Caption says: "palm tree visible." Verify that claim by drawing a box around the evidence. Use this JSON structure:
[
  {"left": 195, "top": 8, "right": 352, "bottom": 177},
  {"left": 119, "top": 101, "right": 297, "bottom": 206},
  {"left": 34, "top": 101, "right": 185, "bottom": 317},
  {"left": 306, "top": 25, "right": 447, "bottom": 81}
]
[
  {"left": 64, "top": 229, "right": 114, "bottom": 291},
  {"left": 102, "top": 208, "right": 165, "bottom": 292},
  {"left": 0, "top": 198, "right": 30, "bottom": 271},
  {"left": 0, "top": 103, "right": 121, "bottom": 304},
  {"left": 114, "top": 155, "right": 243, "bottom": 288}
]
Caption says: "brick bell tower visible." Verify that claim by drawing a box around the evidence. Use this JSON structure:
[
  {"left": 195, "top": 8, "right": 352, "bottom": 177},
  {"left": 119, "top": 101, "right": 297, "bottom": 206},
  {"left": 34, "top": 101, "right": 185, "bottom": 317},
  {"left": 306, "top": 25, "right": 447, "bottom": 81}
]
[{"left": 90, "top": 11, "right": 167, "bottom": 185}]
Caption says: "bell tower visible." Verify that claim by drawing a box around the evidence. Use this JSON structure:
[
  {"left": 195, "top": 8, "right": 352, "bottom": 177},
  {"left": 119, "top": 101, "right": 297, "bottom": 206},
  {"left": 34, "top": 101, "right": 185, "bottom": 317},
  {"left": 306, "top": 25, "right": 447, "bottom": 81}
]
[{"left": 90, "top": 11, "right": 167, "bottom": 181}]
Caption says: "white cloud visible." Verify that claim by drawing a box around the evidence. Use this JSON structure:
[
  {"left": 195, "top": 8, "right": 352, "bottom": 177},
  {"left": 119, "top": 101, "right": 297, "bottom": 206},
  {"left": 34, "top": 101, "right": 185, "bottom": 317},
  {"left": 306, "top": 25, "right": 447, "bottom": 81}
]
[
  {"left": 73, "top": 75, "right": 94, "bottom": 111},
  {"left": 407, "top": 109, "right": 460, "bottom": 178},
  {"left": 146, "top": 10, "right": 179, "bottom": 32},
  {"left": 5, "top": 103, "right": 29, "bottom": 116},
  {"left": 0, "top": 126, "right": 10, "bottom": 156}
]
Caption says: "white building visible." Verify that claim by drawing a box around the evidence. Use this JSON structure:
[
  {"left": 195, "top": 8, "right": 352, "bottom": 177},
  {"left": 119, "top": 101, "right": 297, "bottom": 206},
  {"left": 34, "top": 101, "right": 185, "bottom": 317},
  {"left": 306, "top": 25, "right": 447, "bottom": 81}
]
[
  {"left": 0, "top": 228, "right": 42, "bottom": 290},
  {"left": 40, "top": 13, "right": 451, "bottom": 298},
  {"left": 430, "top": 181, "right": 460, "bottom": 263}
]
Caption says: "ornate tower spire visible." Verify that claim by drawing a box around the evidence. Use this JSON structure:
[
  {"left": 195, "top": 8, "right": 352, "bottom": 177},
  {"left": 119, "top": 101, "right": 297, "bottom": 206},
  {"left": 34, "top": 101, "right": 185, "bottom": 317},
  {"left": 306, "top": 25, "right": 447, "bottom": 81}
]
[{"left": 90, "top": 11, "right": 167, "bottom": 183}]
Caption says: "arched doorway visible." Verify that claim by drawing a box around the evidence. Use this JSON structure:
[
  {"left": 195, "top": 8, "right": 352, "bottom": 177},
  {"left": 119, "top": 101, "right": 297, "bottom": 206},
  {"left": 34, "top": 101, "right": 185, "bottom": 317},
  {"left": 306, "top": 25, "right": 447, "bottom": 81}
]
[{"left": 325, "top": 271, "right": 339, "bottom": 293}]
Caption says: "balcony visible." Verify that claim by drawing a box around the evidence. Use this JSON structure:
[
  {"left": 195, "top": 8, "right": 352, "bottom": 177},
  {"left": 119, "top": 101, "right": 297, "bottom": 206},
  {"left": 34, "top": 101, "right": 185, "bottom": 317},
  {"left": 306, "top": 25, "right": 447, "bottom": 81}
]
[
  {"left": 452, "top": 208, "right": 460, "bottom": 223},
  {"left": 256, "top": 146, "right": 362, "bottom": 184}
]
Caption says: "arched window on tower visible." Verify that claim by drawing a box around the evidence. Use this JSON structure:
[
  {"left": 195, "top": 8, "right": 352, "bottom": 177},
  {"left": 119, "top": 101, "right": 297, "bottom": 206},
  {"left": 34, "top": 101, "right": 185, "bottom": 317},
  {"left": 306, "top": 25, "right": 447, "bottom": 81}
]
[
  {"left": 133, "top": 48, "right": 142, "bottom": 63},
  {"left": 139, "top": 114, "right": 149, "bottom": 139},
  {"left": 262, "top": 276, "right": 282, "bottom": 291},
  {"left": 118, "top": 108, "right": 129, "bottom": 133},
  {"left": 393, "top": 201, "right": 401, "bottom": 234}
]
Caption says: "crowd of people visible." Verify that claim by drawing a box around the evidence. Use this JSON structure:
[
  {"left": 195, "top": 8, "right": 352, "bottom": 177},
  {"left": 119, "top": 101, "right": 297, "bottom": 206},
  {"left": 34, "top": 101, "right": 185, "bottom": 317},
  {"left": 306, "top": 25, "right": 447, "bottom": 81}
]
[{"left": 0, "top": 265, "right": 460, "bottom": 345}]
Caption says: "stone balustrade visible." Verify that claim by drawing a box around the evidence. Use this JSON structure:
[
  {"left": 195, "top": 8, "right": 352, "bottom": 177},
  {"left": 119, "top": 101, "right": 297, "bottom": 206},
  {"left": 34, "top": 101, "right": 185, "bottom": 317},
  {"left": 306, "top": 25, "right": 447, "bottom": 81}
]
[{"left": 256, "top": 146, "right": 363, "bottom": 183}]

══════

▶ [To be done] Identify each line in the entries above that contains the string "bell", matching case exactly, and reproduce those lines verbatim.

▶ [Task result]
Caption says: "brick bell tower visible." Verify that claim by drawing a box around the evidence. Use this JSON structure:
Caption says: "bell tower visible." Verify that claim by drawing a box around the evidence. Use this JSON structure:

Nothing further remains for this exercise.